▶ SET TASK: Collect every line of the listing below that contains the string "parliament". Case counts.

<<<<

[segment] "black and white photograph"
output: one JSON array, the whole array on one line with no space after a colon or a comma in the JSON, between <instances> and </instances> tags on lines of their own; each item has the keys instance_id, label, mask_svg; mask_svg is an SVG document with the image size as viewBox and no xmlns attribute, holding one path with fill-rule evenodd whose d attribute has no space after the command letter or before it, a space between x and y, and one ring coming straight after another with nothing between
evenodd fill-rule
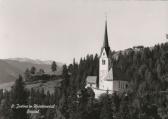
<instances>
[{"instance_id":1,"label":"black and white photograph","mask_svg":"<svg viewBox=\"0 0 168 119\"><path fill-rule=\"evenodd\" d=\"M0 119L168 119L168 1L0 0Z\"/></svg>"}]
</instances>

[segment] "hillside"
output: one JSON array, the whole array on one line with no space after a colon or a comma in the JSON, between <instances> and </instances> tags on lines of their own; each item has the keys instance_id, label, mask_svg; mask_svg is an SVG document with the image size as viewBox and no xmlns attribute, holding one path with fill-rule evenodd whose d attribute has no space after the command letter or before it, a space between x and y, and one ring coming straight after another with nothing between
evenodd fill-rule
<instances>
[{"instance_id":1,"label":"hillside","mask_svg":"<svg viewBox=\"0 0 168 119\"><path fill-rule=\"evenodd\" d=\"M28 58L0 59L0 84L13 82L26 68L35 66L37 71L42 68L48 74L51 72L52 61L33 60ZM62 72L62 63L57 62L57 74Z\"/></svg>"}]
</instances>

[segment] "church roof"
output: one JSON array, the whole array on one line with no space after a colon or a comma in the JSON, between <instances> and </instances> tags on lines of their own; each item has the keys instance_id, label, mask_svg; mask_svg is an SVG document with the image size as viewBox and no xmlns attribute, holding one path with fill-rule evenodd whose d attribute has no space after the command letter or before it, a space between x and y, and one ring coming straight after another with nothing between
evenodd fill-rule
<instances>
[{"instance_id":1,"label":"church roof","mask_svg":"<svg viewBox=\"0 0 168 119\"><path fill-rule=\"evenodd\" d=\"M97 76L87 76L86 81L89 84L96 84Z\"/></svg>"},{"instance_id":2,"label":"church roof","mask_svg":"<svg viewBox=\"0 0 168 119\"><path fill-rule=\"evenodd\" d=\"M109 56L110 47L109 47L109 42L108 42L107 21L105 23L104 42L103 42L103 47L101 48L100 54L102 54L104 48L105 48L107 56Z\"/></svg>"}]
</instances>

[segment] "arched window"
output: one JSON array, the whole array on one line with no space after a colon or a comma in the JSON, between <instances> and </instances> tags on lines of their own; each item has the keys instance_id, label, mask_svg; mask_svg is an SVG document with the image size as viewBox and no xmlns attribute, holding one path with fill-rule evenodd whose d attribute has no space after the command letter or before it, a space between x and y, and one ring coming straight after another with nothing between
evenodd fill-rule
<instances>
[{"instance_id":1,"label":"arched window","mask_svg":"<svg viewBox=\"0 0 168 119\"><path fill-rule=\"evenodd\" d=\"M105 65L106 64L106 61L105 60L102 60L102 65Z\"/></svg>"}]
</instances>

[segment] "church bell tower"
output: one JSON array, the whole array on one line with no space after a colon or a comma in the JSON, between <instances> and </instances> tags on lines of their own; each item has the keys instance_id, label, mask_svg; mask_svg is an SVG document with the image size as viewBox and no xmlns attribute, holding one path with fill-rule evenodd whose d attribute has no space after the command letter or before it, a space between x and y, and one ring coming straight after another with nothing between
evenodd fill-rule
<instances>
[{"instance_id":1,"label":"church bell tower","mask_svg":"<svg viewBox=\"0 0 168 119\"><path fill-rule=\"evenodd\" d=\"M107 20L106 20L104 42L99 57L99 89L103 90L106 90L104 81L106 81L109 69L111 68L110 53L111 50L108 43Z\"/></svg>"}]
</instances>

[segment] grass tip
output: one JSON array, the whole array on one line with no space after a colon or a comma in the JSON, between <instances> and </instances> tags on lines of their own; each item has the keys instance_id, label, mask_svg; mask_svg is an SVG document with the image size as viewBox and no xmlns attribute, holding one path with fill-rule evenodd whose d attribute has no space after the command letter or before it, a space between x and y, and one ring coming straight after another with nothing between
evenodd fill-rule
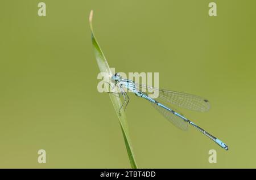
<instances>
[{"instance_id":1,"label":"grass tip","mask_svg":"<svg viewBox=\"0 0 256 180\"><path fill-rule=\"evenodd\" d=\"M92 23L93 16L93 10L90 10L90 16L89 16L89 22L90 22L90 23Z\"/></svg>"}]
</instances>

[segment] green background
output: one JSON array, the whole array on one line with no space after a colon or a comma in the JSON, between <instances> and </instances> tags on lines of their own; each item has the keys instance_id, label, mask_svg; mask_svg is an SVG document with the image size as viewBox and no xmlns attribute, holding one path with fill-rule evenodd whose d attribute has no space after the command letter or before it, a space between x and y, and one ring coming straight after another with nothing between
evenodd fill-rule
<instances>
[{"instance_id":1,"label":"green background","mask_svg":"<svg viewBox=\"0 0 256 180\"><path fill-rule=\"evenodd\" d=\"M230 148L180 131L130 95L139 168L256 168L255 1L45 0L46 17L39 2L0 3L0 168L130 168L113 105L97 90L91 9L110 66L158 72L160 87L207 97L208 113L182 112Z\"/></svg>"}]
</instances>

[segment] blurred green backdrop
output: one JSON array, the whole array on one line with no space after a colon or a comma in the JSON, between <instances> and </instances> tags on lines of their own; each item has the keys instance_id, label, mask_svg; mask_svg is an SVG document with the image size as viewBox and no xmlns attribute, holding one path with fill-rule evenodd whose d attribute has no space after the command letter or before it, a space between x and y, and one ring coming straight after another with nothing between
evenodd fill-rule
<instances>
[{"instance_id":1,"label":"blurred green backdrop","mask_svg":"<svg viewBox=\"0 0 256 180\"><path fill-rule=\"evenodd\" d=\"M139 167L256 168L255 1L44 0L46 17L40 1L1 2L0 168L130 168L109 97L97 91L91 9L110 66L159 72L160 87L207 97L209 112L182 112L230 148L179 130L131 95Z\"/></svg>"}]
</instances>

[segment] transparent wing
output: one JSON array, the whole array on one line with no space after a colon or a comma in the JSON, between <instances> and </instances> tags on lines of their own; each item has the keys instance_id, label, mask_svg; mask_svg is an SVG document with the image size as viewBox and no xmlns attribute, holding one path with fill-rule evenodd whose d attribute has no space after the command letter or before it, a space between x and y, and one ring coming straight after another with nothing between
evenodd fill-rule
<instances>
[{"instance_id":1,"label":"transparent wing","mask_svg":"<svg viewBox=\"0 0 256 180\"><path fill-rule=\"evenodd\" d=\"M181 108L201 112L207 112L210 108L209 101L200 96L172 91L158 89L141 84L135 83L135 85L138 90L148 95L148 92L158 91L159 93L158 98Z\"/></svg>"},{"instance_id":2,"label":"transparent wing","mask_svg":"<svg viewBox=\"0 0 256 180\"><path fill-rule=\"evenodd\" d=\"M174 126L183 131L187 131L188 129L188 123L184 121L181 118L172 114L170 111L158 106L154 103L151 103L154 108L162 114L166 119L171 122Z\"/></svg>"}]
</instances>

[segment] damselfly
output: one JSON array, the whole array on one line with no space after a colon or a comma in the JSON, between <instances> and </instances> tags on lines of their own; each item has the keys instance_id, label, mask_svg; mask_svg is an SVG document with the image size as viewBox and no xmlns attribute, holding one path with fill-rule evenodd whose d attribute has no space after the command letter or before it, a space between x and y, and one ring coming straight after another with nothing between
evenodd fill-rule
<instances>
[{"instance_id":1,"label":"damselfly","mask_svg":"<svg viewBox=\"0 0 256 180\"><path fill-rule=\"evenodd\" d=\"M137 96L150 101L155 109L175 126L183 130L187 130L188 125L190 125L213 140L222 148L225 150L228 149L228 145L221 140L205 131L173 108L168 107L170 107L170 104L174 104L190 110L207 112L210 109L210 103L207 100L197 96L172 91L159 89L146 85L135 83L132 80L122 79L118 73L113 75L111 77L111 80L115 83L114 87L117 87L119 88L124 98L124 102L119 110L120 115L120 111L122 108L125 110L130 100L125 89L123 89L125 88L134 93ZM146 91L142 91L142 89ZM158 98L151 98L148 93L146 92L147 91L152 92L152 91L158 91L159 96Z\"/></svg>"}]
</instances>

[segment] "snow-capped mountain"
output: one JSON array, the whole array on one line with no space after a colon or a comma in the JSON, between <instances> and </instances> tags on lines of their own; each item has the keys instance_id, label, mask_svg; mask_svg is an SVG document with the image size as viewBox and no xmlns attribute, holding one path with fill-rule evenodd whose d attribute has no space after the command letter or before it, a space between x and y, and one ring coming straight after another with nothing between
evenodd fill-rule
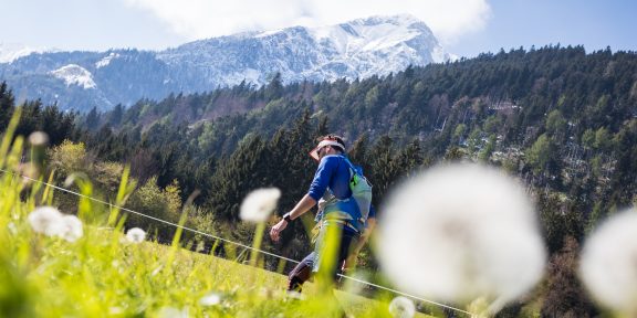
<instances>
[{"instance_id":1,"label":"snow-capped mountain","mask_svg":"<svg viewBox=\"0 0 637 318\"><path fill-rule=\"evenodd\" d=\"M9 63L31 53L44 51L42 47L30 47L19 43L0 43L0 63Z\"/></svg>"},{"instance_id":2,"label":"snow-capped mountain","mask_svg":"<svg viewBox=\"0 0 637 318\"><path fill-rule=\"evenodd\" d=\"M88 110L243 81L262 85L276 73L285 83L354 80L450 59L422 21L405 14L239 33L160 52L30 54L0 63L0 81L17 96Z\"/></svg>"}]
</instances>

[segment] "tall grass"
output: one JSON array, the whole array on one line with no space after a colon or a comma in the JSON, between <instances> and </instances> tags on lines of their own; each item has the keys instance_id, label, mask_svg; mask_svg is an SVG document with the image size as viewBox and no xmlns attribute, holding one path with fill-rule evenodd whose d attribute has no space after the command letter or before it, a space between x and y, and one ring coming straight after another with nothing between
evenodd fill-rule
<instances>
[{"instance_id":1,"label":"tall grass","mask_svg":"<svg viewBox=\"0 0 637 318\"><path fill-rule=\"evenodd\" d=\"M53 204L59 192L20 177L25 151L24 139L13 136L19 113L0 145L1 317L389 316L390 296L369 300L318 293L309 284L305 300L290 298L285 276L184 250L180 231L171 246L129 243L123 233L125 215L85 198L77 202L84 230L80 240L35 232L29 214ZM133 191L127 181L125 170L115 205ZM76 176L74 183L82 194L93 194L90 180Z\"/></svg>"}]
</instances>

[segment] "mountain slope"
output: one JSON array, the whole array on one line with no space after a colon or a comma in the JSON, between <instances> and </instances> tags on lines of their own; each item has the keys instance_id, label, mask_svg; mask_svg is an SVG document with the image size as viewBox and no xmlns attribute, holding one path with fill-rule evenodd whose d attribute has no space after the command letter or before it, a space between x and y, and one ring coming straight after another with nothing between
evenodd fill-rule
<instances>
[{"instance_id":1,"label":"mountain slope","mask_svg":"<svg viewBox=\"0 0 637 318\"><path fill-rule=\"evenodd\" d=\"M276 73L284 83L354 80L448 60L424 22L395 15L240 33L161 52L34 53L0 63L0 80L22 98L86 112L243 81L263 85Z\"/></svg>"}]
</instances>

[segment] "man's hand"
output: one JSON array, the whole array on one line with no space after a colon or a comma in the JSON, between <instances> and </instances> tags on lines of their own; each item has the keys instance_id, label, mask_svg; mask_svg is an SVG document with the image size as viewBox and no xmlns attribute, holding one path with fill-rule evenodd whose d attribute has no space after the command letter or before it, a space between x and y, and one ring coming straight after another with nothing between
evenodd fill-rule
<instances>
[{"instance_id":1,"label":"man's hand","mask_svg":"<svg viewBox=\"0 0 637 318\"><path fill-rule=\"evenodd\" d=\"M288 226L288 221L281 220L279 223L272 226L272 229L270 229L270 237L272 241L279 242L279 239L281 239L280 234L283 230L285 230L285 226Z\"/></svg>"}]
</instances>

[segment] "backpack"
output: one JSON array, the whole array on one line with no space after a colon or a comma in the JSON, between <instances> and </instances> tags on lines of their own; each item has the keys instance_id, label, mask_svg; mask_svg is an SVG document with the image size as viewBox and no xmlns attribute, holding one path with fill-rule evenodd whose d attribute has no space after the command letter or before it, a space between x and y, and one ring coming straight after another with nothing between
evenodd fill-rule
<instances>
[{"instance_id":1,"label":"backpack","mask_svg":"<svg viewBox=\"0 0 637 318\"><path fill-rule=\"evenodd\" d=\"M372 183L363 176L363 169L354 166L347 157L343 157L343 159L349 166L349 190L352 190L352 198L356 200L361 211L361 218L357 221L359 230L362 230L365 227L372 208Z\"/></svg>"}]
</instances>

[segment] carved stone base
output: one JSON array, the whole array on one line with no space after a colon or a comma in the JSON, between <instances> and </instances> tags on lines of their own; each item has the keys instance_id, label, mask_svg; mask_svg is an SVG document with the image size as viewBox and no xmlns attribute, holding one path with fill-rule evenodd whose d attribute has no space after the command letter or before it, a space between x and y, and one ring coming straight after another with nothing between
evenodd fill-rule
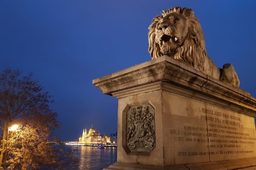
<instances>
[{"instance_id":1,"label":"carved stone base","mask_svg":"<svg viewBox=\"0 0 256 170\"><path fill-rule=\"evenodd\" d=\"M249 93L168 56L93 82L118 99L118 163L109 170L256 166L235 165L256 157L256 99Z\"/></svg>"},{"instance_id":2,"label":"carved stone base","mask_svg":"<svg viewBox=\"0 0 256 170\"><path fill-rule=\"evenodd\" d=\"M115 163L103 170L255 170L256 158L169 167Z\"/></svg>"}]
</instances>

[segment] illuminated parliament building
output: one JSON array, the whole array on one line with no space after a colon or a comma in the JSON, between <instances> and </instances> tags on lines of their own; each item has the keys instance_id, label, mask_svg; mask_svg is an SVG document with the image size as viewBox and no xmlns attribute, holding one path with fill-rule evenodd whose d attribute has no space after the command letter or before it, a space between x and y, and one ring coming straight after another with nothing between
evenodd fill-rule
<instances>
[{"instance_id":1,"label":"illuminated parliament building","mask_svg":"<svg viewBox=\"0 0 256 170\"><path fill-rule=\"evenodd\" d=\"M92 127L89 130L87 133L86 129L84 129L83 135L79 137L78 143L81 144L107 144L110 143L110 137L107 135L101 136L100 133L96 132L96 130Z\"/></svg>"}]
</instances>

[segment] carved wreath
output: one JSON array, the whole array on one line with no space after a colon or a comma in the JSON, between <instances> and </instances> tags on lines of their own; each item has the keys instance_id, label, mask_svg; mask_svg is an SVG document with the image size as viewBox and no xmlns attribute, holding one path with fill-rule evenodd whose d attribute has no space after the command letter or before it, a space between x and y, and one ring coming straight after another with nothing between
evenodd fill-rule
<instances>
[{"instance_id":1,"label":"carved wreath","mask_svg":"<svg viewBox=\"0 0 256 170\"><path fill-rule=\"evenodd\" d=\"M130 109L128 119L127 145L131 152L149 152L155 146L154 117L149 106Z\"/></svg>"}]
</instances>

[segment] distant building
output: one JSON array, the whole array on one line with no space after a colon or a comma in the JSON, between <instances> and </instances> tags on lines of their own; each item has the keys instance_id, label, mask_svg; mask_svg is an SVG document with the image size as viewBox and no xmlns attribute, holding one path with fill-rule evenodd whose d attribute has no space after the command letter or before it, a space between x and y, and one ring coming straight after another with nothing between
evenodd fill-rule
<instances>
[{"instance_id":1,"label":"distant building","mask_svg":"<svg viewBox=\"0 0 256 170\"><path fill-rule=\"evenodd\" d=\"M117 144L117 132L115 134L110 134L110 142L113 144Z\"/></svg>"},{"instance_id":2,"label":"distant building","mask_svg":"<svg viewBox=\"0 0 256 170\"><path fill-rule=\"evenodd\" d=\"M87 144L107 144L110 143L110 138L107 135L101 136L99 132L96 132L95 129L91 127L88 134L86 129L83 131L83 135L79 137L78 143Z\"/></svg>"}]
</instances>

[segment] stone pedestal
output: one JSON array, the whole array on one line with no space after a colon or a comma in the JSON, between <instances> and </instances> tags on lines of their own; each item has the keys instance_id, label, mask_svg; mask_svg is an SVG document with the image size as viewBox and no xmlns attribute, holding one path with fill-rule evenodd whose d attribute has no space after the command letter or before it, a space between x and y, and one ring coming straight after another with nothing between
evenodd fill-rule
<instances>
[{"instance_id":1,"label":"stone pedestal","mask_svg":"<svg viewBox=\"0 0 256 170\"><path fill-rule=\"evenodd\" d=\"M168 56L93 83L118 99L117 162L106 170L256 166L256 99L249 93Z\"/></svg>"}]
</instances>

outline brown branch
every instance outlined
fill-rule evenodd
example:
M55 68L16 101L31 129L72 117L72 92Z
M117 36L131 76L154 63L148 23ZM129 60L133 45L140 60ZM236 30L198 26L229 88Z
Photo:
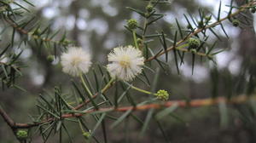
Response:
M231 99L227 99L224 97L218 97L216 99L204 99L204 100L192 100L191 101L188 102L185 100L170 100L170 101L166 101L163 103L153 103L153 104L148 104L148 105L143 105L143 106L123 106L123 107L119 107L119 108L114 108L114 107L107 107L107 108L100 108L98 110L92 109L90 111L86 111L83 113L67 113L63 114L61 116L61 118L70 118L70 117L81 117L89 113L94 113L97 112L127 112L129 110L132 111L144 111L144 110L148 110L151 108L154 109L160 109L164 107L170 107L172 106L177 106L178 107L201 107L201 106L214 106L218 105L219 103L224 102L226 104L243 104L246 103L247 101L253 100L256 100L256 95L253 96L247 96L247 95L240 95L236 97L233 97ZM35 126L38 126L40 124L45 123L49 123L52 121L55 121L55 118L51 117L48 118L43 122L40 123L15 123L15 127L18 129L28 129Z
M247 3L247 4L243 5L243 6L241 6L241 9L238 9L237 11L236 11L235 13L230 14L227 15L226 17L224 17L224 18L223 18L223 19L220 19L219 20L218 20L218 21L216 21L216 22L214 22L214 23L212 23L212 24L211 24L211 25L209 25L209 26L204 27L204 28L199 28L199 29L197 29L197 30L195 31L193 33L190 33L189 35L188 35L184 39L182 39L182 40L180 40L179 42L177 42L177 44L175 45L175 47L172 46L172 47L168 48L166 50L164 50L164 51L159 53L159 54L156 54L156 55L154 55L154 56L152 56L152 57L149 57L148 59L145 60L145 62L147 62L147 61L151 61L151 60L153 60L158 58L159 56L160 56L160 55L162 55L162 54L166 54L166 52L169 52L169 51L171 51L171 50L173 50L175 48L177 48L177 46L181 45L183 43L186 42L186 40L189 39L189 37L191 37L192 36L196 35L196 34L201 32L203 30L206 30L206 29L208 29L208 28L212 28L212 27L214 27L215 26L219 25L222 21L224 21L224 20L227 20L227 19L230 19L230 18L231 18L231 17L236 16L236 14L240 14L241 12L246 10L247 8L249 8L249 7L251 7L251 6L256 6L256 2L251 2L251 3ZM177 50L181 50L181 51L183 51L183 52L189 52L189 50L183 49L177 49ZM195 53L195 54L201 55L201 56L208 56L208 57L210 57L210 58L212 57L212 55L210 55L210 54L204 54L204 53Z
M235 13L228 15L228 16L226 16L225 18L223 18L223 19L219 20L218 21L216 21L216 22L206 26L203 29L196 30L195 32L189 34L185 39L183 39L183 40L179 41L177 43L177 46L180 45L181 43L185 42L189 37L191 37L192 36L202 31L203 30L213 27L213 26L218 25L219 23L221 23L222 21L224 21L224 20L227 20L230 17L233 17L233 16L236 15L237 14L244 11L247 9L247 7L248 7L252 4L256 4L256 3L252 2L248 4L246 4L246 5L242 6L241 9L237 10L236 12L235 12ZM16 24L12 23L12 21L9 21L8 23L9 23L14 28L17 29L21 33L30 35L29 32L27 32L26 31L25 31L22 28L19 27ZM32 34L32 36L34 36L34 35ZM34 36L34 38L39 38L39 37ZM41 40L51 41L51 39L44 39L44 38L43 38ZM59 42L56 42L56 41L54 41L54 42L59 43ZM164 54L166 52L169 52L169 51L172 50L174 48L176 48L176 47L170 47L170 48L167 49L166 51L163 51L163 52L160 53L157 55L150 57L150 58L147 59L145 61L150 61L150 60ZM186 49L183 49L183 50L185 51ZM205 54L201 54L203 55ZM97 96L97 94L96 94L93 96L93 98L95 98L96 96ZM162 104L148 104L148 105L138 106L136 106L136 107L134 107L134 106L125 106L125 107L119 107L119 108L113 108L113 107L100 108L98 110L93 109L93 110L87 111L86 112L84 112L84 113L64 114L64 115L61 116L61 118L81 117L84 114L92 113L92 112L108 112L108 111L111 111L111 112L112 111L113 112L126 112L128 110L143 111L143 110L148 110L148 109L150 109L150 108L159 109L159 108L162 108L162 107L169 107L169 106L172 106L173 105L177 105L179 107L186 107L186 106L199 107L199 106L213 106L213 105L217 105L220 102L225 102L227 104L241 104L241 103L244 103L244 102L247 101L250 99L255 100L255 96L253 96L253 98L249 98L248 96L246 96L246 95L241 95L241 96L238 96L238 97L232 98L230 100L227 100L227 99L223 98L223 97L219 97L219 98L217 98L217 99L193 100L189 103L184 101L184 100L173 100L173 101L166 101L166 102L162 103ZM74 109L79 110L79 109L82 108L84 105L89 103L90 101L90 100L85 100L84 103L82 103L82 104L79 105L78 106L74 107ZM15 123L2 108L0 108L0 114L3 117L4 121L12 129L14 129L14 128L15 129L27 129L27 128L38 126L38 125L41 125L43 123L52 122L52 121L55 120L55 118L52 117L52 118L48 118L48 119L46 119L43 122L40 122L40 123Z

>>>>

▶ RESULT FOR THIS TASK:
[segment] illuminated parliament building
[{"instance_id":1,"label":"illuminated parliament building","mask_svg":"<svg viewBox=\"0 0 256 170\"><path fill-rule=\"evenodd\" d=\"M92 127L89 130L87 133L86 129L84 129L83 135L79 137L78 143L81 144L107 144L110 143L110 137L107 135L101 136L100 133L96 132L96 130Z\"/></svg>"}]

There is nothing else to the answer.